Ecuador’s President Rafael Correa, a disciple of Venezuelan President Hugo Chavez, said that when he takes over as president of the 12-nation Union of South American Nations in July he will propose creation of a regional body to defend governments against critics in the media.
I’m not kidding. In what would be seen as a bizarre attack on basic freedoms in most modern democracies, Correa’s May 28 statement called for “creation of mechanisms to defend citizens and legitimately elected governments against abuses by the press.” The proposal was immediately backed by Venezuela and Bolivia, whose presidents routinely refer to any criticism in the press as “media terrorism.”
What’s worse, the three countries’ move to demand harsher penalties against independent media comes at a time when Correa is using legal shenanigans to close down his country’s Teleamazonas television network, and as Chavez has publicly ordered his Cabinet ministers to shut down Globovision, the most courageous television station in Venezuela. Chavez already shut down RCTV, Venezuela’s oldest television network, in 2007.
During his May 30 weekly radio address, Correa said he would take legal action to “finish now with the corrupt press.” Hours later, Ecuador’s National Council of Telecommunications, CONARTEL, upheld a $20 sanction against Teleamazonas for airing images of a bullfight on Feb. 17 during the 6 a.m. to 9 p.m. slot in which bullfight broadcasts are forbidden. A second violation — no matter how innocent — could lead to the station’s 90-day suspension, and the third one to the station’s closing, according to Ecuador’s laws.
In Venezuela, Chavez demanded May 28 that the attorney general and the public works minister “take action” against Globovision, or resign from their posts. The Chavez government has opened an investigation into Globovision for allegedly “inciting panic” in the population by scooping government networks with a May 4 report on an earthquake in Caracas.
Globovision was the first to report — accurately — that the earthquake was of a 5.4 magnitude.
Carlos Lauria, Latin America’s director for the New York-based Committee to Protect Journalists (of which, in the interest of full disclosure, I’m a board member) told me that most other governments are mum about these attacks on the media.
“It’s astonishing that, at the June 2 Organization of American States annual meeting, they spent their time talking about Cuba’s readmission, and I didn’t hear of anyone talking about government attacks on the press that are going on right now in Venezuela, Ecuador and other countries.”
In a joint statement in late May, the semi-autonomous Rapporteurs for Freedom of Expression from the United Nations and the OAS expressed their “concern” over Venezuelan government statements that they said “generate an atmosphere of intimidation in which the right to freedom of expression is seriously limited.”
+===+
▸ Given exercise 1:
Answer these about the column on press attacks in Ecuador and Venezuela:
(a) What amount was the sanction that CONARTEL upheld against Teleamazonas?
(b) What magnitude did Globovision report for the Caracas earthquake?
(c) In what year did Chavez shut down RCTV?
+===+
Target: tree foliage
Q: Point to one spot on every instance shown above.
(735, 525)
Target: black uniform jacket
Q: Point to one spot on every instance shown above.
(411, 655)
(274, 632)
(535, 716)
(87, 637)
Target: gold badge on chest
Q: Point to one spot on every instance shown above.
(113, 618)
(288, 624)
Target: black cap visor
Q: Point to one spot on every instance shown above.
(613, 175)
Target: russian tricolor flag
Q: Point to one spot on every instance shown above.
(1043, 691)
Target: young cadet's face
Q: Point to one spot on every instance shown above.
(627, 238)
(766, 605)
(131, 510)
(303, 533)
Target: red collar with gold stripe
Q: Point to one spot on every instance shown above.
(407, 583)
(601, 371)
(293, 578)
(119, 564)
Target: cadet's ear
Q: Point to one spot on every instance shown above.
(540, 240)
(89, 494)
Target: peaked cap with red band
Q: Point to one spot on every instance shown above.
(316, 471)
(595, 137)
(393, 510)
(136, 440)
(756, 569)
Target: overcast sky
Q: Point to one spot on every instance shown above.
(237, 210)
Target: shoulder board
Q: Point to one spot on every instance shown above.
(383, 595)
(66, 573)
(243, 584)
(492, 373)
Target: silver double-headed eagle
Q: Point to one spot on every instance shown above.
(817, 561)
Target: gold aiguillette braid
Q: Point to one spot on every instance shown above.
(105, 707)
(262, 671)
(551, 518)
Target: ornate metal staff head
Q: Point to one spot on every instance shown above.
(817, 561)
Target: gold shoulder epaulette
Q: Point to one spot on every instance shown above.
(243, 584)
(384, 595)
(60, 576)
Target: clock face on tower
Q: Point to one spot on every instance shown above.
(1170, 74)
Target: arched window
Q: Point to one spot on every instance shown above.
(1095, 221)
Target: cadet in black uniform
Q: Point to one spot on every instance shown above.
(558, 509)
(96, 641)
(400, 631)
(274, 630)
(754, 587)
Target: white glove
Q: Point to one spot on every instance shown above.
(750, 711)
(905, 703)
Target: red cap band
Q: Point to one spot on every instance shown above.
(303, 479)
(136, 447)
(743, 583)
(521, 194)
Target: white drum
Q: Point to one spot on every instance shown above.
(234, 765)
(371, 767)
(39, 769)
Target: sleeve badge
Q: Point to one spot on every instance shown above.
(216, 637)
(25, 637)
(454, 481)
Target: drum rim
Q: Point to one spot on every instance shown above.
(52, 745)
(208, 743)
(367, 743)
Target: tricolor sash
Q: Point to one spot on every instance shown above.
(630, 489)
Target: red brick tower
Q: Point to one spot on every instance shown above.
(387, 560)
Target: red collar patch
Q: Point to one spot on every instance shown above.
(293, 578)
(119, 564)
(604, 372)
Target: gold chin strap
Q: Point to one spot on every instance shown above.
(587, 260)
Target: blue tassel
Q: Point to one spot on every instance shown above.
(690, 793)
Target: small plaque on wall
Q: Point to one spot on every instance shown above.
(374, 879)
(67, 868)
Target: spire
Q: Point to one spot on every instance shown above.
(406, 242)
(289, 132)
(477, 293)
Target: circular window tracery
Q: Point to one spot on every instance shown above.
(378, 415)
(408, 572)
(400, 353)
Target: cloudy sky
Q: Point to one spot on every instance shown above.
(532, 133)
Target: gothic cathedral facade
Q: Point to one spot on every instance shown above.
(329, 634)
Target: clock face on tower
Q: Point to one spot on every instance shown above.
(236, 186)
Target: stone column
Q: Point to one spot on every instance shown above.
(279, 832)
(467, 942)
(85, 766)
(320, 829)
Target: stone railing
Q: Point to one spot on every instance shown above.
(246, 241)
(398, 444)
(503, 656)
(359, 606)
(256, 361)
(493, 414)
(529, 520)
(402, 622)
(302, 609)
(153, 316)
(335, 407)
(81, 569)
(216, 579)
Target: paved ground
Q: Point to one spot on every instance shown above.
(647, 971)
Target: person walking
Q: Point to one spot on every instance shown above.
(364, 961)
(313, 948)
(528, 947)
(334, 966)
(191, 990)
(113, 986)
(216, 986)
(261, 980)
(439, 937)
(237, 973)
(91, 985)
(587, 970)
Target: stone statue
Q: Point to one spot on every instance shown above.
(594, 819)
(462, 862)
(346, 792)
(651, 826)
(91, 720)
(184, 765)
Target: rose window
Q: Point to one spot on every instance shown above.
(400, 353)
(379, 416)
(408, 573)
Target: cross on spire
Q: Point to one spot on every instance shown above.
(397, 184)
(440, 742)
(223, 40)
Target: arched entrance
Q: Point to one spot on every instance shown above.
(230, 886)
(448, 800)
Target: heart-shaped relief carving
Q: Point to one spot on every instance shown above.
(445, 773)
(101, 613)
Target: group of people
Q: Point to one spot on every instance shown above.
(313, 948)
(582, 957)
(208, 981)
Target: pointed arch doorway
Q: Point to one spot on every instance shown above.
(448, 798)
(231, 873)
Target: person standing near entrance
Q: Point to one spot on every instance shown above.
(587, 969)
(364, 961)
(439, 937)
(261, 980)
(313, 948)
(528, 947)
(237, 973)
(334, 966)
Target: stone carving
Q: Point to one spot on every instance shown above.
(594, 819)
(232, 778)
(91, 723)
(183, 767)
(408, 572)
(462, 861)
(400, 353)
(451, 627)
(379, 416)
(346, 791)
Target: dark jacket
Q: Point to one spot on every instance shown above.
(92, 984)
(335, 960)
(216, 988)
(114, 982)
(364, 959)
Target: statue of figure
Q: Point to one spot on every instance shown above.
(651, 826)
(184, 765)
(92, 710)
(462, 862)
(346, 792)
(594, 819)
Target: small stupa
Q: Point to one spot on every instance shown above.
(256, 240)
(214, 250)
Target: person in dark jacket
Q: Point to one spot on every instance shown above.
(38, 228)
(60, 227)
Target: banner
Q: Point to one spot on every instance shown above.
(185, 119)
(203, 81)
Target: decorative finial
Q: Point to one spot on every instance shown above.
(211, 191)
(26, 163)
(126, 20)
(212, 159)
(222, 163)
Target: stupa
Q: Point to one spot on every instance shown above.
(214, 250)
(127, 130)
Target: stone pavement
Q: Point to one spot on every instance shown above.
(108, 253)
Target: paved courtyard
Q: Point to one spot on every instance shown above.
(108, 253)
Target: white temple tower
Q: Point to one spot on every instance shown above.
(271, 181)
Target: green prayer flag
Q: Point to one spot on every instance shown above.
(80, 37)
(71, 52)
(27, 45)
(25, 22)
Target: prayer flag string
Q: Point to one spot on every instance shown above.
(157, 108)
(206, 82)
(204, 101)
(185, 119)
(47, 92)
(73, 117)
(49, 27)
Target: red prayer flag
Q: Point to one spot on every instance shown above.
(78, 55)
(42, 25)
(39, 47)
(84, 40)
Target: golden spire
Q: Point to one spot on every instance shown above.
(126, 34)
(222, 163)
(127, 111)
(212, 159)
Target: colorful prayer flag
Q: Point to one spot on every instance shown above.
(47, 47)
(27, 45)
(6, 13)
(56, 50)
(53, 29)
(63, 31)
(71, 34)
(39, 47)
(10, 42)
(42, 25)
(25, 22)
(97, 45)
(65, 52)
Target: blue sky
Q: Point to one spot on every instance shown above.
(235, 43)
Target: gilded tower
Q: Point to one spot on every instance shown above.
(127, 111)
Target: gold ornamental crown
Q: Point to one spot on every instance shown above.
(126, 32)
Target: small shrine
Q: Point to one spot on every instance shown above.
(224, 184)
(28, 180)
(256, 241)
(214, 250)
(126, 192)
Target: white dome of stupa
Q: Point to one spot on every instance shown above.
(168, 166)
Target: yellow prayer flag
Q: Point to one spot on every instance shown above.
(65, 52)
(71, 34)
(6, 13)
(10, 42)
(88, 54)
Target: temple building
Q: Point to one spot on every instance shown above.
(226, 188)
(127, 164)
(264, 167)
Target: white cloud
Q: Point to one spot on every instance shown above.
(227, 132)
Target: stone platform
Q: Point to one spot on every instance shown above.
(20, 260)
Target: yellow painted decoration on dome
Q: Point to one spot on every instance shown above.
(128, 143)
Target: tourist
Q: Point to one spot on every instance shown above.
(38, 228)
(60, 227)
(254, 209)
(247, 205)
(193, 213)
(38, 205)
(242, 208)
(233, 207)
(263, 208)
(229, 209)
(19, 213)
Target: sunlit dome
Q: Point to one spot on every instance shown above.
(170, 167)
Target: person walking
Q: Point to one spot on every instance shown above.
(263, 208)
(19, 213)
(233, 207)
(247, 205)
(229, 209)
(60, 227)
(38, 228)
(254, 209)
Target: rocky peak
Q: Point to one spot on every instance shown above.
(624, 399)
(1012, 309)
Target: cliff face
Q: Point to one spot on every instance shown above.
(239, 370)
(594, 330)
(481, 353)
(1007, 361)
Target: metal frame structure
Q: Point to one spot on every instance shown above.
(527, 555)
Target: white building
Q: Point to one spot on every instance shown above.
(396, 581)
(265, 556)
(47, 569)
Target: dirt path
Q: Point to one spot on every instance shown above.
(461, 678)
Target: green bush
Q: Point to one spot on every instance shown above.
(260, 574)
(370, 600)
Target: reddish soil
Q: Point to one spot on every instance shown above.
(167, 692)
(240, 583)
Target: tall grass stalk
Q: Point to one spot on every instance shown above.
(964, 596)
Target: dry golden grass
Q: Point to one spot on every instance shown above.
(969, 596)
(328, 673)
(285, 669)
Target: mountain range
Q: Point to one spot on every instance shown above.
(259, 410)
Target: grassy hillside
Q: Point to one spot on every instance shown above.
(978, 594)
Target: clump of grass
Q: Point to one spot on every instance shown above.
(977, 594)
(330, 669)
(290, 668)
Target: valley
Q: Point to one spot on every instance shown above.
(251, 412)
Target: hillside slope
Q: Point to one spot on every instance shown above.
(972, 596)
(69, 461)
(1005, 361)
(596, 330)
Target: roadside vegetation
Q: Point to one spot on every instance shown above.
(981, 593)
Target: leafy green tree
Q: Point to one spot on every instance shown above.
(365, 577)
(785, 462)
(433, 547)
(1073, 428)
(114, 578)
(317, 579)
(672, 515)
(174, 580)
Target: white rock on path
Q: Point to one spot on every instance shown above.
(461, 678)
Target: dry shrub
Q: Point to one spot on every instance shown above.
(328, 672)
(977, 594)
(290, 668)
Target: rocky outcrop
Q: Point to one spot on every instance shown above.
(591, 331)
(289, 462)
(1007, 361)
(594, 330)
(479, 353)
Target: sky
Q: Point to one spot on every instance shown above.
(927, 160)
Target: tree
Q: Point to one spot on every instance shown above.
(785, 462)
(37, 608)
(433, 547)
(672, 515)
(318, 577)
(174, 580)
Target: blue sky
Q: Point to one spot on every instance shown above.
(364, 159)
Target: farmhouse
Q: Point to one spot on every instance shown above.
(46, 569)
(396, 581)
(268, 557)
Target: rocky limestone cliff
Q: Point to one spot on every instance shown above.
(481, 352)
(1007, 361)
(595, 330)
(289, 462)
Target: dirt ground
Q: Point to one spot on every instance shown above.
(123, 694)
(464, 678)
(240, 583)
+===+
▸ Given exercise 2:
Can you write out the listing again from the line containing "Target: reddish soil" through the last line of the listing, requests included, with 22 added to both numbers of every point coordinate?

▸ Correct result 1:
(a) $20
(b) 5.4
(c) 2007

▸ Correct result 2:
Target: reddish soil
Q: Point to one spot on every instance shown above.
(189, 714)
(262, 605)
Target: tall grass stalk
Q: Point to one spot on every instance shown above.
(986, 618)
Target: dry golden grass
Q: Point to one spot on every instance shown above.
(991, 618)
(350, 695)
(307, 691)
Target: mountain range
Q: Point to one spot on every instance shown above.
(281, 432)
Target: grassy hillside
Q: Point to one spot on every instance shown above.
(1000, 616)
Target: clump of grass
Q: Point to one spot on every instance shown above.
(999, 616)
(352, 691)
(312, 690)
Target: valley
Q: Point to one spot on every instance shown above.
(273, 434)
Target: hillside slope
Q: Point to one spot on every instance shown above.
(994, 618)
(91, 483)
(1027, 383)
(618, 352)
Target: roadside vegetation
Q: Point to one spot on every instance shown above.
(1003, 615)
Target: leafy green tree
Q: Point to one spot on every instance shown above.
(387, 599)
(807, 484)
(455, 569)
(1095, 450)
(136, 600)
(339, 601)
(694, 537)
(196, 602)
Target: white rock on path
Q: Point to one spot on every instance shown above.
(483, 700)
Target: dry shrub
Q: Point to one spot on every instance shown above.
(350, 694)
(999, 616)
(312, 690)
Target: rocky outcrop
Q: Point to one spot on every instance shown above.
(613, 353)
(311, 484)
(1029, 383)
(616, 352)
(501, 375)
Target: sky
Q: Point to one spot on every instance shown above.
(949, 182)
Target: tree
Q: Point to one spot on every instance shown above.
(807, 484)
(59, 630)
(455, 569)
(694, 537)
(340, 599)
(196, 602)
Target: blue sky
Q: Point to one spot on every instance shown above.
(386, 181)
Target: farmhouse
Q: Point to one spot on every instance shown above.
(68, 591)
(418, 603)
(290, 579)
Target: rocky limestone cliff
Q: Point to one spot on every instance shown above.
(503, 374)
(1029, 383)
(617, 352)
(311, 484)
Target: dirt ground
Q: Point to one spot on every instance shown above.
(145, 716)
(486, 700)
(262, 605)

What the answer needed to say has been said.